● Directions for this task:
Transcribe the line that contains "the small pebble" and every line after it to the end of the records, exactly and nothing else. Skip the pictures.
:: Data shown ::
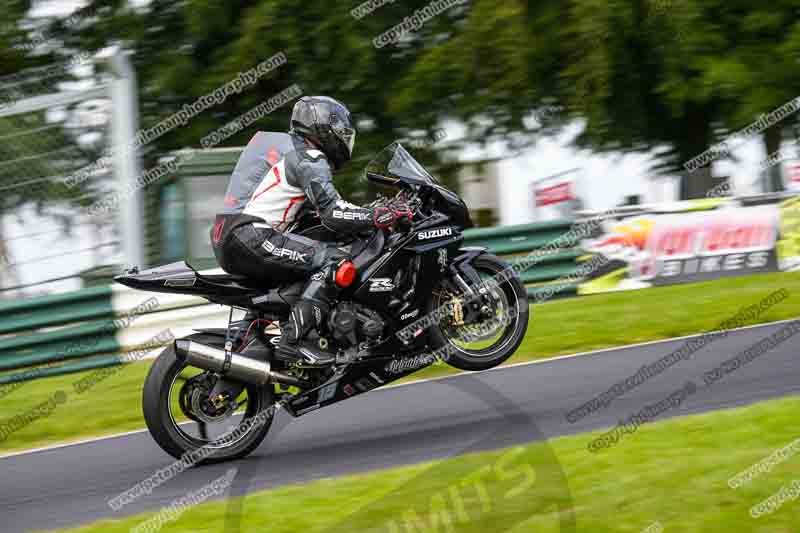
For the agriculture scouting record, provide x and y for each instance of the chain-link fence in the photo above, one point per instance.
(50, 127)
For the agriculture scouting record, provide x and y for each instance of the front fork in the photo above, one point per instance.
(472, 301)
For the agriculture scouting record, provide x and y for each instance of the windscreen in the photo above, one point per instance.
(395, 163)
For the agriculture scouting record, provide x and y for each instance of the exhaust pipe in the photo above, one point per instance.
(234, 366)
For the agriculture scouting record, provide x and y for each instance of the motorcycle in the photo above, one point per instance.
(409, 299)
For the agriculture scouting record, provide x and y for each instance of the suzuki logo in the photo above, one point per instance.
(434, 233)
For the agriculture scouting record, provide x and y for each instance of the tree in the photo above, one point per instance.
(35, 150)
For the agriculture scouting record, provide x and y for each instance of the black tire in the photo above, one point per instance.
(517, 297)
(155, 404)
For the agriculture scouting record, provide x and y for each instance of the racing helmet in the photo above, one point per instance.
(328, 124)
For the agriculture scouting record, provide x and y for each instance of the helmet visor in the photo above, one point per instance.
(347, 136)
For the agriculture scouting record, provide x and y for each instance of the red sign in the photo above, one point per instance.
(555, 194)
(794, 174)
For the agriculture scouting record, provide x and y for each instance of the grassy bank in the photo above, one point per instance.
(559, 327)
(674, 473)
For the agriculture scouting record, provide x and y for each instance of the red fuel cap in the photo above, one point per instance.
(345, 274)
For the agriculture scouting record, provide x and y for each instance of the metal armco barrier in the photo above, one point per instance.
(95, 327)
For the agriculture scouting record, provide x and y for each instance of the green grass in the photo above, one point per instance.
(673, 472)
(558, 327)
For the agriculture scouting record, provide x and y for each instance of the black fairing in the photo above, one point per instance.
(453, 206)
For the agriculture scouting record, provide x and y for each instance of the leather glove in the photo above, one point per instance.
(386, 217)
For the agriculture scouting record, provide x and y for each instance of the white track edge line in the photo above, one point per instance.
(430, 380)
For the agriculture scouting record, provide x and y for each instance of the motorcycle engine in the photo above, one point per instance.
(351, 323)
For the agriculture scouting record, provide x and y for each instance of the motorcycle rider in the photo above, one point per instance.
(275, 175)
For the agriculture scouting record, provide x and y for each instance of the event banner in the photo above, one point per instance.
(654, 249)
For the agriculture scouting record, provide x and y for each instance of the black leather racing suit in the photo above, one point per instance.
(275, 175)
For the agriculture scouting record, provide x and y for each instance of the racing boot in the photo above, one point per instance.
(300, 339)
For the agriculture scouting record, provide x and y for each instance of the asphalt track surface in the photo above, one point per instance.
(408, 424)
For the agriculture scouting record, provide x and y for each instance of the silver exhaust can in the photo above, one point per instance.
(235, 366)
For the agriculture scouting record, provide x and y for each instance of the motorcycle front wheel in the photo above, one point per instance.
(496, 335)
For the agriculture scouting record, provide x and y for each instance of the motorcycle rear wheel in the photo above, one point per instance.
(173, 435)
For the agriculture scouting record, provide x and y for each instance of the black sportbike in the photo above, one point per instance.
(415, 297)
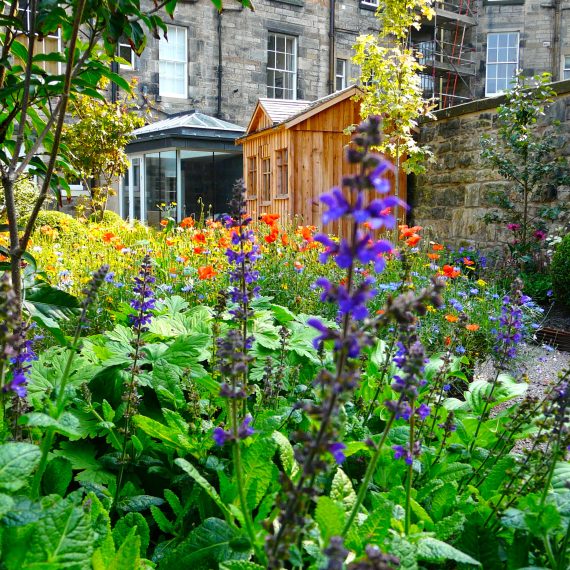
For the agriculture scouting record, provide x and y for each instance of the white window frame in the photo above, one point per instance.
(489, 65)
(566, 66)
(171, 31)
(275, 69)
(342, 76)
(132, 65)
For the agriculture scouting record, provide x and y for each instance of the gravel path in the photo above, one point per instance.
(537, 365)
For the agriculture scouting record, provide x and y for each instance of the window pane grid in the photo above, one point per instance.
(281, 66)
(173, 63)
(502, 61)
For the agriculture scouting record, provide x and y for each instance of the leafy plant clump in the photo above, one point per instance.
(560, 271)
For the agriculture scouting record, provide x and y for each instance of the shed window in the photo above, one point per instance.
(252, 177)
(172, 53)
(266, 180)
(282, 159)
(281, 66)
(502, 61)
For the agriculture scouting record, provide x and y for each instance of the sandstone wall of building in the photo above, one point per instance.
(450, 199)
(241, 36)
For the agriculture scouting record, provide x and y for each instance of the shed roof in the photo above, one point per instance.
(291, 112)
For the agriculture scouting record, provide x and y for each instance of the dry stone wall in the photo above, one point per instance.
(452, 197)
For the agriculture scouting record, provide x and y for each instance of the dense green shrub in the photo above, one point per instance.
(538, 286)
(25, 194)
(59, 221)
(560, 271)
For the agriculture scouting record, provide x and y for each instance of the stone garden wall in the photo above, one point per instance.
(450, 199)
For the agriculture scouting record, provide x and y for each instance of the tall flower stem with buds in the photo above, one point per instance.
(143, 303)
(90, 294)
(232, 351)
(351, 297)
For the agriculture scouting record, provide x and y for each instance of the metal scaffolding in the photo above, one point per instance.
(446, 52)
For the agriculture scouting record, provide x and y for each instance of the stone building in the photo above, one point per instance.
(220, 64)
(472, 48)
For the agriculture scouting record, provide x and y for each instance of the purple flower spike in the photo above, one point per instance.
(221, 436)
(337, 451)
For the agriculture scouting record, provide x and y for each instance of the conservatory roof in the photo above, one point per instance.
(184, 130)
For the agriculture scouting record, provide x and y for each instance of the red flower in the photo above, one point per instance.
(206, 272)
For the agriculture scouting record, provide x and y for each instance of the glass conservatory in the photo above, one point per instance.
(182, 166)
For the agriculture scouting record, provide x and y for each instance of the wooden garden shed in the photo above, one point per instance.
(293, 152)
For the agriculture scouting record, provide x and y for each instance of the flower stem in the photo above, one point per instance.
(367, 478)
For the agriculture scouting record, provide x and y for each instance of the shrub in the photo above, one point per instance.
(109, 218)
(560, 271)
(538, 286)
(25, 194)
(59, 221)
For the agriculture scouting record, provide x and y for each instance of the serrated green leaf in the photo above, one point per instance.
(342, 490)
(330, 517)
(17, 462)
(57, 476)
(188, 468)
(63, 539)
(434, 550)
(206, 546)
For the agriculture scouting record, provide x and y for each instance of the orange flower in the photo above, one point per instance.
(450, 272)
(406, 231)
(306, 232)
(269, 219)
(206, 272)
(187, 223)
(272, 236)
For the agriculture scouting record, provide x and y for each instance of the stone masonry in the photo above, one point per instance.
(450, 199)
(243, 47)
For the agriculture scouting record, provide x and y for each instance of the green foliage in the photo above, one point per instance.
(560, 271)
(529, 158)
(26, 192)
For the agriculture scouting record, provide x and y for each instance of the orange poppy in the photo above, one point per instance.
(206, 272)
(450, 272)
(269, 219)
(187, 223)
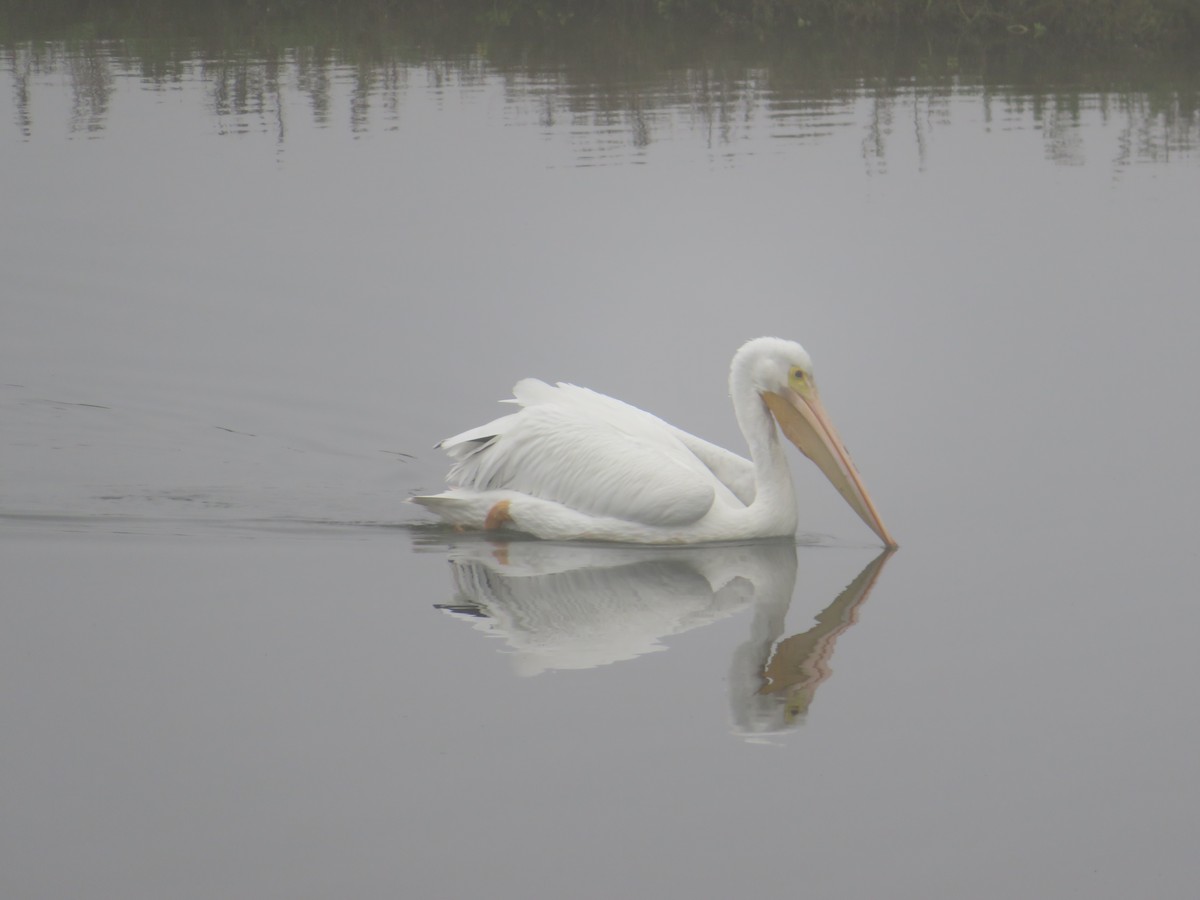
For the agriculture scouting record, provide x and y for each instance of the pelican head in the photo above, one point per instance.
(781, 373)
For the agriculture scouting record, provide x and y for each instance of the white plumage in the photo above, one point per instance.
(573, 463)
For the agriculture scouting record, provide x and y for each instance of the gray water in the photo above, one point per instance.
(243, 299)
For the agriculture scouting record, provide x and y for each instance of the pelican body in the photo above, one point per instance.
(575, 465)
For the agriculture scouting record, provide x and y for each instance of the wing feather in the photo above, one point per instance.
(587, 451)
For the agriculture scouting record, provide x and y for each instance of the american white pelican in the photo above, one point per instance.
(575, 465)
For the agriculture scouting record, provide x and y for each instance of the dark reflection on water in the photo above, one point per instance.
(563, 606)
(615, 102)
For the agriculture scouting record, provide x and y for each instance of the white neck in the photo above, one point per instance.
(774, 496)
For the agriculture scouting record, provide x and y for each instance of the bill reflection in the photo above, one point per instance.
(577, 606)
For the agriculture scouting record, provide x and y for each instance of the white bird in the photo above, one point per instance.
(575, 465)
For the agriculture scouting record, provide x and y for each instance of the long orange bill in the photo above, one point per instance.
(805, 423)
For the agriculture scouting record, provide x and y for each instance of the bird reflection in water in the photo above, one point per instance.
(562, 606)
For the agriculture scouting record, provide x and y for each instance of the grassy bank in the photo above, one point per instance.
(1158, 24)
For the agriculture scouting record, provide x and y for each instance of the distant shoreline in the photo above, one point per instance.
(1146, 24)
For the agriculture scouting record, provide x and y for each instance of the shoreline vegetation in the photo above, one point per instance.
(1147, 25)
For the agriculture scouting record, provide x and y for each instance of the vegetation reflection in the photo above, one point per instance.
(610, 85)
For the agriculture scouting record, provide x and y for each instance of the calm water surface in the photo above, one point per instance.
(243, 298)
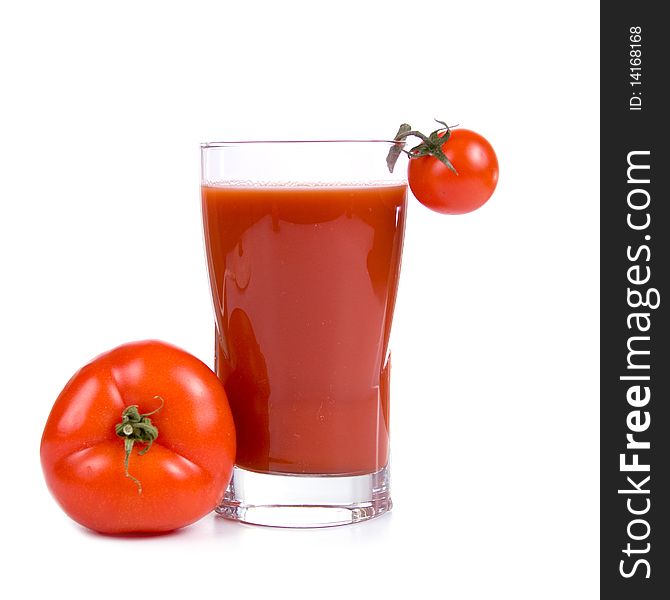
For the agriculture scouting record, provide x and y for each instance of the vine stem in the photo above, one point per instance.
(136, 427)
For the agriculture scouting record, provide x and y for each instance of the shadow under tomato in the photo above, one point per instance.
(135, 534)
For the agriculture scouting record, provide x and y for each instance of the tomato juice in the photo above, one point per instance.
(304, 280)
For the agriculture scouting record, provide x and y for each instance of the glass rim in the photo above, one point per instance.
(242, 143)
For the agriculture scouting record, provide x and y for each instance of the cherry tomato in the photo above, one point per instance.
(177, 479)
(439, 188)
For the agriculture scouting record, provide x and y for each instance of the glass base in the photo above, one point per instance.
(283, 500)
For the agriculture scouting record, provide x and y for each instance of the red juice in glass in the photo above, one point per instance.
(304, 280)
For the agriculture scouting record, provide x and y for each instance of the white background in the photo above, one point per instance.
(495, 389)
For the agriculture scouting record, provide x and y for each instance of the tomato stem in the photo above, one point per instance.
(430, 145)
(136, 427)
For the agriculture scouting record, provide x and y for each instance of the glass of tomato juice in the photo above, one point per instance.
(304, 240)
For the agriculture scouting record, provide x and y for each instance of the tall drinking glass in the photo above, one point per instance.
(303, 247)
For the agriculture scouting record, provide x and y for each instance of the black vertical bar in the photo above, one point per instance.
(635, 357)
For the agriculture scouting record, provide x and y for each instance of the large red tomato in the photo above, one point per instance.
(165, 484)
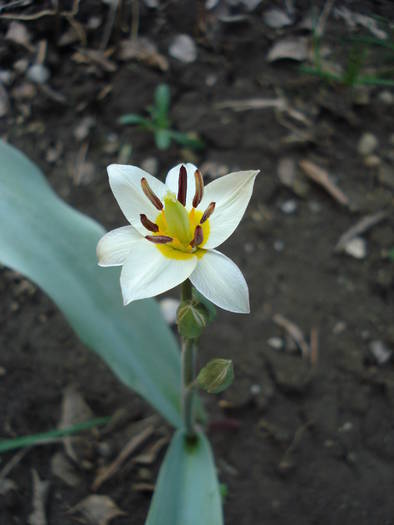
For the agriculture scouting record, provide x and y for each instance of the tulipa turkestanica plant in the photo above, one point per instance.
(173, 232)
(174, 229)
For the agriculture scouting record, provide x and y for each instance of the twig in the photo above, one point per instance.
(133, 444)
(324, 16)
(252, 103)
(295, 332)
(13, 462)
(109, 24)
(43, 13)
(321, 177)
(314, 345)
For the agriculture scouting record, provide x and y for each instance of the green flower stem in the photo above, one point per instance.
(188, 362)
(188, 375)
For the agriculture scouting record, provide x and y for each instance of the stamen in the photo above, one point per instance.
(199, 188)
(158, 239)
(149, 225)
(198, 237)
(208, 212)
(182, 185)
(151, 195)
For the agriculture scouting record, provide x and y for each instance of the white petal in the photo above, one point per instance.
(221, 281)
(231, 194)
(113, 248)
(125, 182)
(172, 181)
(147, 272)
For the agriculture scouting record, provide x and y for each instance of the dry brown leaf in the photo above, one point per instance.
(6, 485)
(97, 509)
(321, 177)
(143, 487)
(252, 103)
(74, 410)
(276, 18)
(149, 456)
(183, 48)
(287, 171)
(94, 56)
(293, 48)
(143, 50)
(18, 34)
(40, 493)
(4, 105)
(360, 227)
(64, 470)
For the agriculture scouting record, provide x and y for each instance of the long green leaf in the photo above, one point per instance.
(54, 246)
(187, 491)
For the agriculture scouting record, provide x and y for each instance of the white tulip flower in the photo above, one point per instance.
(174, 229)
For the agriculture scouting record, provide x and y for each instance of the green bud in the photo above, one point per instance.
(192, 318)
(216, 376)
(177, 219)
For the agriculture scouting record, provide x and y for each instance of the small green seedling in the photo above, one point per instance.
(158, 122)
(354, 70)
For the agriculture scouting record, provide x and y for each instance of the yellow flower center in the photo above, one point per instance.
(177, 233)
(174, 221)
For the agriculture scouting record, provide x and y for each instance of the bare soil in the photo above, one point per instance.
(297, 439)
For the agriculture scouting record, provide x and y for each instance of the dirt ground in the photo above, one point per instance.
(306, 433)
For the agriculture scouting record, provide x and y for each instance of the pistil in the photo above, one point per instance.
(198, 237)
(199, 188)
(149, 225)
(208, 212)
(182, 185)
(151, 195)
(159, 239)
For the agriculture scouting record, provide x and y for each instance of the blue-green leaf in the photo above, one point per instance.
(55, 246)
(187, 491)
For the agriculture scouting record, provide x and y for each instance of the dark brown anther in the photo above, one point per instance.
(208, 212)
(199, 188)
(149, 225)
(198, 237)
(151, 196)
(158, 239)
(182, 185)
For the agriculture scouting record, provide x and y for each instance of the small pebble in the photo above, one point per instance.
(279, 246)
(357, 248)
(346, 427)
(367, 144)
(169, 307)
(38, 73)
(380, 352)
(151, 165)
(255, 390)
(249, 247)
(386, 97)
(275, 342)
(339, 327)
(372, 161)
(183, 49)
(314, 206)
(289, 207)
(211, 79)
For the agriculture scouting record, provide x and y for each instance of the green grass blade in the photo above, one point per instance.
(187, 490)
(133, 119)
(47, 437)
(55, 246)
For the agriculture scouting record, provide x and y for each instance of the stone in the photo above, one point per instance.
(367, 144)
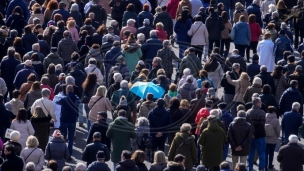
:::
● Written solution:
For the agriculture scouting record, provide x and y for each instance of the small pebble in the photo above, one point per instance.
(279, 246)
(357, 248)
(346, 427)
(367, 144)
(169, 307)
(38, 73)
(380, 352)
(151, 165)
(255, 390)
(249, 247)
(386, 97)
(275, 342)
(339, 327)
(372, 161)
(183, 49)
(314, 206)
(289, 207)
(211, 79)
For the agriculture scouting record, provide x and y for each instance of the green grass blade in the photo above, one point per instance.
(187, 490)
(133, 119)
(47, 437)
(55, 246)
For the agriculture scouting record, provide x and y for each instance of the stone in the photo above, one point per instance.
(367, 144)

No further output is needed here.